Wenn Italien schließlich ein Asylsystem hat – eines, das wir weder 1954 geschaffen
haben, als wir die Genfer Konvention unterschrieben haben, noch mit dem
Inkrafttreten der Dublin-Verordnung von 2002 geregelt haben; wir wurden von
Europa gezwungen, das SPRAR-System zu schaffen, das jedoch immer mit
Unterbesetzung zu kämpfen hat und im Hinblick auf die tatsächlichen Bedürfnisse
zu knapp gefasst ist – werden wir in der Lage sein, damit
zu beginnen, Europa um eine Überwindung der Dublin-Verordnung zu bitten, sodass
die Raten für jedes Land aufgrund von objektiven Kriterien stabilisiert werden.

Die dramatische Situation der Asylbewerber und Flüchtlinge, die in Italien
leben, fordert in Europa eine größere Mithilfe bei den Rettungsoperationen im
Meer, die mit Mare Nostrum vorangetrieben worden ist, doch dies reicht nicht
aus. Es ist außerdem vonnöten, dass Italien den Programmen des Resettlements
zustimmt sowie der europäischen Politik, um die humanitären Kanäle zu öffnen
und um die Menschen und Familien, die aus ihrem Land fliehen müssen, nicht in
der Hand von Menschenhändlern zurückzulassen.

○ ○ ○

== ANFORDERUNGEN DER ÜBUNG ==
A: Zur Schaffung welches Systems wurde Italien laut der Textstelle über das Asylsystem von Europa gezwungen?
B: Schreibe aus der Textstelle über das Asylsystem alles von „Die dramatische Situation“ bis hinunter zu „von Menschenhändlern zurückzulassen.“ wortgetreu ab.

== EXTRAHIERTES MATERIAL ==

○ ○ ○

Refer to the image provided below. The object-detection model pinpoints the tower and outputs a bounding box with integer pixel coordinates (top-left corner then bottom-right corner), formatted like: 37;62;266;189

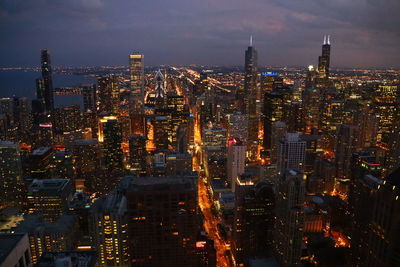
41;49;54;112
318;35;331;80
129;53;144;109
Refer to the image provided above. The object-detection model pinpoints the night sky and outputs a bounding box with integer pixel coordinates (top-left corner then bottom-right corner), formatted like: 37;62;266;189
0;0;400;68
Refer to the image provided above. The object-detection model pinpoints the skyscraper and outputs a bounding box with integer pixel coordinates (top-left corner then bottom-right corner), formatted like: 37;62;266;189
129;134;147;175
100;116;124;171
318;35;331;80
0;141;22;207
278;133;306;175
127;176;200;267
97;76;119;114
274;170;305;267
41;49;54;112
129;53;144;101
226;138;246;191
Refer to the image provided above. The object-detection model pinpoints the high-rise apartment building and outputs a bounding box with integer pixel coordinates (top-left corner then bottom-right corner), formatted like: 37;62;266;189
41;49;54;112
127;176;200;266
27;179;74;222
274;169;305;267
277;133;306;175
89;188;130;267
226;138;246;191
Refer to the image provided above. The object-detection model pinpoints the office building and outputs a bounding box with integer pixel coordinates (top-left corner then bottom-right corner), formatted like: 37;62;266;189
41;50;54;113
27;179;74;222
36;251;97;267
0;141;22;208
129;134;147;175
127;176;200;266
99;116;124;171
97;76;120;114
277;133;306;175
226;138;246;191
0;233;33;267
89;188;129;266
129;53;145;110
15;214;79;265
273;169;305;267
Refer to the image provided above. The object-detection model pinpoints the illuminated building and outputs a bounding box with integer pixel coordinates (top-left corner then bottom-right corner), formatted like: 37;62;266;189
165;153;193;176
41;50;54;112
97;76;119;114
89;188;129;266
129;54;144;110
0;233;33;267
307;158;336;194
277;133;306;175
267;121;288;164
203;127;227;147
237;36;257;111
302;88;321;134
194;232;217;267
318;35;331;80
0;141;22;207
99;116;124;171
154;70;167;109
27;179;74;221
373;85;400;146
53;105;82;132
126;176;200;267
36;251;97;267
274;169;305;266
244;37;260;161
348;152;383;264
153;116;171;150
15;214;78;265
81;84;97;112
228;112;248;144
226;138;246;191
232;178;275;266
335;124;358;179
263;92;284;153
352;166;400;266
23;147;54;179
72;139;101;179
129;134;147;175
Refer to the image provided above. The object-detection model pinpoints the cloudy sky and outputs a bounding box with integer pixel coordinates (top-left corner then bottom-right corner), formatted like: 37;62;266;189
0;0;400;68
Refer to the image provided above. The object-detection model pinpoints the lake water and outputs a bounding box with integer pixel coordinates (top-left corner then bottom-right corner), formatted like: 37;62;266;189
0;70;96;107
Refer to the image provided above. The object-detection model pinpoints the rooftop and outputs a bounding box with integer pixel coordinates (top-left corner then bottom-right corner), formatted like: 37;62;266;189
0;234;25;265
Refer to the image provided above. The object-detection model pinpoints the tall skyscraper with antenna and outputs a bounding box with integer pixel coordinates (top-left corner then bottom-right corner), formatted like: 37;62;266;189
245;36;259;161
41;49;54;112
318;35;331;80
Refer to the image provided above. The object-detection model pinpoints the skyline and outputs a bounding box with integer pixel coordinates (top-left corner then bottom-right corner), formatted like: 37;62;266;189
0;0;400;68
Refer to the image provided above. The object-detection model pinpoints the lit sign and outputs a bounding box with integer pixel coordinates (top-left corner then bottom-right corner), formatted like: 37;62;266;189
196;241;207;248
261;71;278;76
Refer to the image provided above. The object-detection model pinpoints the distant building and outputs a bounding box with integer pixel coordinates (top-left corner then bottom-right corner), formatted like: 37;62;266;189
15;214;78;264
274;170;305;267
36;251;97;267
27;179;74;221
127;176;200;266
226;138;246;191
0;234;33;267
278;133;306;175
0;141;22;207
89;189;129;266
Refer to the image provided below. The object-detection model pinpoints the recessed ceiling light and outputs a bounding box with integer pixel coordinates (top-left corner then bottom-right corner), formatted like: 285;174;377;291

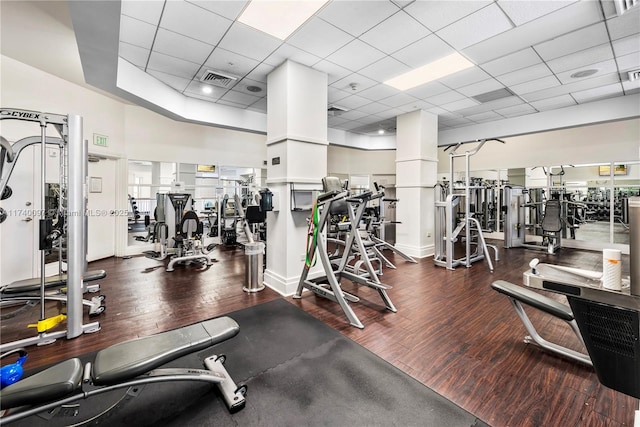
384;52;474;90
238;0;327;40
571;68;598;79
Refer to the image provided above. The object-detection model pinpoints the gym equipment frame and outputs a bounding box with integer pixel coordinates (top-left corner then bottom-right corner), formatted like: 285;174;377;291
0;108;100;351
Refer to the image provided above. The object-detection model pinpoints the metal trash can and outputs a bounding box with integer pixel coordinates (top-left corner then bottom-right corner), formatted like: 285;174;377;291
242;242;264;292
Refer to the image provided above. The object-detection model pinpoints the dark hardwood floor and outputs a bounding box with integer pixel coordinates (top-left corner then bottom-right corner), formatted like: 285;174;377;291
1;242;638;427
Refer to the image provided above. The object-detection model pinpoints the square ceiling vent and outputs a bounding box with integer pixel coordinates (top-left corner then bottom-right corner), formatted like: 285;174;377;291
200;70;238;88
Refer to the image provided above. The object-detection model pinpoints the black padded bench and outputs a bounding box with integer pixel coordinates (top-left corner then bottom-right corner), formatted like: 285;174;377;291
0;316;246;424
491;280;593;366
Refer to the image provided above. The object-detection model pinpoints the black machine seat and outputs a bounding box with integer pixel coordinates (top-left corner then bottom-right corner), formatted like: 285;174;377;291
0;358;82;409
91;317;240;385
0;270;107;295
491;280;573;322
541;199;562;233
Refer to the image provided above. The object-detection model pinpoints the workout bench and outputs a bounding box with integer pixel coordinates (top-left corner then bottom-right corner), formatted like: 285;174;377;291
0;316;247;424
491;280;593;366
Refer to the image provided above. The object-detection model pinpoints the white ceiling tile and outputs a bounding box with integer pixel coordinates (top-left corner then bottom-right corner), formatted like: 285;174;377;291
509;76;560;95
118;42;150;69
405;82;451;99
331;73;379;95
358;56;411;82
184;80;228;101
391;34;455;68
496;104;537;117
607;7;640;40
326;39;385;71
533;23;609;61
287;18;353;58
436;4;513;50
318;0;399;37
498;0;577;25
523;73;620;102
571;83;622;104
441;98;478;111
147;52;200;79
497;64;552;86
456;79;504;97
264;43;320;67
120;15;156;49
359;11;431;54
612;33;640;56
149;70;191;92
481;48;542;76
616;52;640;72
380;93;416;108
358;102;389;114
466;111;504;123
153;28;213;64
247;62;275;83
160;1;232;45
120;0;164;26
203;47;259;77
313;59;353;84
218;22;282;61
547;43;613;74
438;67;491;89
622;80;640;95
530;94;576;111
425;90;466;106
358;84;400;101
220;90;260;106
403;0;491;31
187;0;249;20
556;59;618;84
462;1;602;64
233;78;267;98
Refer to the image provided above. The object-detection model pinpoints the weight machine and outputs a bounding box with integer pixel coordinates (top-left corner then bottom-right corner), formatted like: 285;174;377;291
294;177;397;328
433;138;504;271
0;108;100;351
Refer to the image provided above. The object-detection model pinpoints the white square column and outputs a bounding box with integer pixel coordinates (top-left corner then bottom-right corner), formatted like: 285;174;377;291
396;110;438;258
264;60;329;295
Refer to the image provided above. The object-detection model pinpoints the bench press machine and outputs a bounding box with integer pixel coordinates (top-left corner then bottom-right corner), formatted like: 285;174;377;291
0;316;247;424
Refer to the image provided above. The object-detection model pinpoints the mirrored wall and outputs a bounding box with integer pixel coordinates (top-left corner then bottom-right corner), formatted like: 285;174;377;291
127;160;267;246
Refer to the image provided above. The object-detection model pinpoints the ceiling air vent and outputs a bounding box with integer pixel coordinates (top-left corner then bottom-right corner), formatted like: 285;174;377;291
200;70;238;88
327;104;349;117
472;88;514;103
613;0;640;16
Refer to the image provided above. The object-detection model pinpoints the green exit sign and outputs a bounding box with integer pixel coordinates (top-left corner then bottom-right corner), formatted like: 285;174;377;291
93;133;109;147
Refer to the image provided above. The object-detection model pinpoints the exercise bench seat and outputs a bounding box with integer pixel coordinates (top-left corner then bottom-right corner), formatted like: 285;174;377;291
0;316;246;424
491;280;573;322
491;280;593;366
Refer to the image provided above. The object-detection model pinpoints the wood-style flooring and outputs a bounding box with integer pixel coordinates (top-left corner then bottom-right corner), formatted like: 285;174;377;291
1;242;638;427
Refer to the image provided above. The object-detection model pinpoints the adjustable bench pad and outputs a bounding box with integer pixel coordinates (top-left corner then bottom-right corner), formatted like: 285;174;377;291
91;317;240;385
0;358;83;409
491;280;573;322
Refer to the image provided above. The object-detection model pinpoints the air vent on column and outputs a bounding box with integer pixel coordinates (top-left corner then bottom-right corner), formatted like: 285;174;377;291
472;87;513;103
327;104;349;116
200;70;238;88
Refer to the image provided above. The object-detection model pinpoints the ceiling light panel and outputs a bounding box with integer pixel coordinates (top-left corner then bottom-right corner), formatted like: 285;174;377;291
384;52;473;90
238;0;327;40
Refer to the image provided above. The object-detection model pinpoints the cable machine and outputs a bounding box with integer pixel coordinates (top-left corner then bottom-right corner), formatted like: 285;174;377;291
0;108;100;351
433;138;504;271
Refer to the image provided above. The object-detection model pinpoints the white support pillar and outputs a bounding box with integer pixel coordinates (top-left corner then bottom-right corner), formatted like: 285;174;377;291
264;60;329;295
396;110;438;258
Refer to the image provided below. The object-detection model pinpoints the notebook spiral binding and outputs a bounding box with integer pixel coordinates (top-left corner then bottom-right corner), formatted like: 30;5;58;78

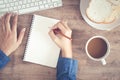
23;15;35;61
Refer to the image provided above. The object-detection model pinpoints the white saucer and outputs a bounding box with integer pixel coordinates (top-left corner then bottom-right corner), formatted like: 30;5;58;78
80;0;120;30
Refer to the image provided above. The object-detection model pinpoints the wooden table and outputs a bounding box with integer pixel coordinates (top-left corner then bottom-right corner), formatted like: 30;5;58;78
0;0;120;80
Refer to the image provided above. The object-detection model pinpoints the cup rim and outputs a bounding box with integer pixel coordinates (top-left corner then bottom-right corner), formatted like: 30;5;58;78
85;36;110;61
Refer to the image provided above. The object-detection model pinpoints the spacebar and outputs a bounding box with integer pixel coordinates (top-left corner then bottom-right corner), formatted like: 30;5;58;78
19;7;39;14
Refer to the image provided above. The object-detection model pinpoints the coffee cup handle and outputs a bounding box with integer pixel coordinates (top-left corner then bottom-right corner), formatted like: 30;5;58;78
101;59;106;65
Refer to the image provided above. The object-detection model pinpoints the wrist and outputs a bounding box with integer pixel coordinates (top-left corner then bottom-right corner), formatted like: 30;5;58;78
61;48;72;58
1;49;10;56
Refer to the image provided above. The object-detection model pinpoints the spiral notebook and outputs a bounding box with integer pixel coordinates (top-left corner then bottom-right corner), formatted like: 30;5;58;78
23;15;60;68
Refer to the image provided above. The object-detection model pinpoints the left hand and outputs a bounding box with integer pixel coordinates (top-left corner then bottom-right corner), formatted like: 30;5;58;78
0;13;25;56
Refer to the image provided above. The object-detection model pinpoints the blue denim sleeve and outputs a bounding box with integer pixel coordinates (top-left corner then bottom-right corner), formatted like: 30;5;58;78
0;50;10;69
56;57;78;80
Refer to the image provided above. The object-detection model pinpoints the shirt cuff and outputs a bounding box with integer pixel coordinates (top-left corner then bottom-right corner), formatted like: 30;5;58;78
0;50;10;69
57;57;78;76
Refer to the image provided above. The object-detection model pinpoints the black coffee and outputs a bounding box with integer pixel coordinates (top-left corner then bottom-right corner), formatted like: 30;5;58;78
87;38;107;58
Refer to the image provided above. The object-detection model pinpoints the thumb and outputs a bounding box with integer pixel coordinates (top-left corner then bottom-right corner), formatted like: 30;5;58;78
17;28;26;45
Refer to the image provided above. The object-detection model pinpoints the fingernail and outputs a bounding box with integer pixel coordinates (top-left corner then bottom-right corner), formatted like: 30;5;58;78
23;28;26;32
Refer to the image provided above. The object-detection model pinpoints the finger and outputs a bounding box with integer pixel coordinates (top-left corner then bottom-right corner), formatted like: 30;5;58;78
4;13;11;31
55;22;66;33
12;15;18;32
49;30;59;43
60;21;70;30
17;28;26;45
1;17;5;31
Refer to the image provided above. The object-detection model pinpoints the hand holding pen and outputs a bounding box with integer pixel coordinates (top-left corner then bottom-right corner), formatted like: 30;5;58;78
49;21;72;58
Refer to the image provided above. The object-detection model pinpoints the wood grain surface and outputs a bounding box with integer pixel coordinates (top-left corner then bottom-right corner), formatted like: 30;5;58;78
0;0;120;80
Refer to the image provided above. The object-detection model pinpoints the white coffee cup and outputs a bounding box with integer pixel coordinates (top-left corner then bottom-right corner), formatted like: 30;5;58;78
85;36;110;65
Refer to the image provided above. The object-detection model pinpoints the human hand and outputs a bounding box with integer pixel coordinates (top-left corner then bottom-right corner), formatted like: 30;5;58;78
49;22;72;58
0;13;25;56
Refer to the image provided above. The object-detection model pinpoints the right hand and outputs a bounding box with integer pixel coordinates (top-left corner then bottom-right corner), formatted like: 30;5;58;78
49;22;72;58
0;13;25;56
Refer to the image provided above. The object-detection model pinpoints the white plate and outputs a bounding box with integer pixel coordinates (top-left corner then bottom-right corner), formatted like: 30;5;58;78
80;0;120;30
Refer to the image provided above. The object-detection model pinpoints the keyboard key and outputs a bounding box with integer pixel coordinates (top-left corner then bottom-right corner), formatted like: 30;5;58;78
0;4;5;9
0;8;8;12
19;7;39;14
0;1;4;4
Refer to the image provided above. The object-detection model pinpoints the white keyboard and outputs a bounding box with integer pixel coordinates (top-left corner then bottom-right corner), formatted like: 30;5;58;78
0;0;62;15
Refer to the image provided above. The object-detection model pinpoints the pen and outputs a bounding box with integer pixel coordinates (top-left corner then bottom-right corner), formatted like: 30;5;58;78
53;28;72;40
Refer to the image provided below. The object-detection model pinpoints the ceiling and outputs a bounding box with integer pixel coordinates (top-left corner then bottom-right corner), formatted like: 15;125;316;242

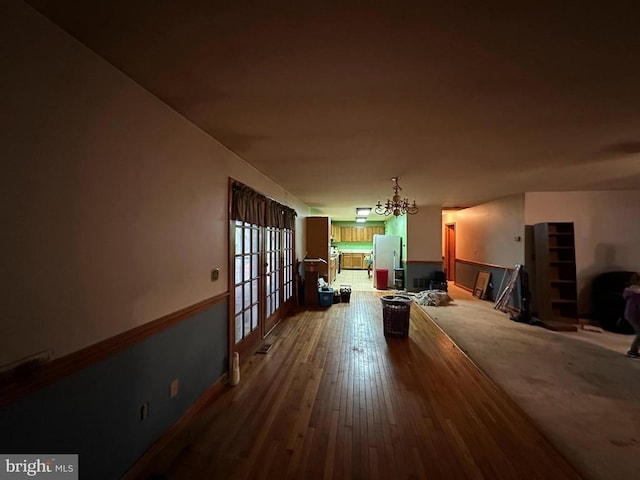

○ ○ ○

== LÖSUNGEN JE AUFGABE ==
A: Zur Schaffung des SPRAR-Systems.

B:
Die dramatische Situation der Asylbewerber und Flüchtlinge, die in Italien
leben, fordert in Europa eine größere Mithilfe bei den Rettungsoperationen im
Meer, die mit Mare Nostrum vorangetrieben worden ist, doch dies reicht nicht
aus. Es ist außerdem vonnöten, dass Italien den Programmen des Resettlements
zustimmt sowie der europäischen Politik, um die humanitären Kanäle zu öffnen
und um die Menschen und Familien, die aus ihrem Land fliehen müssen, nicht in
der Hand von Menschenhändlern zurückzulassen.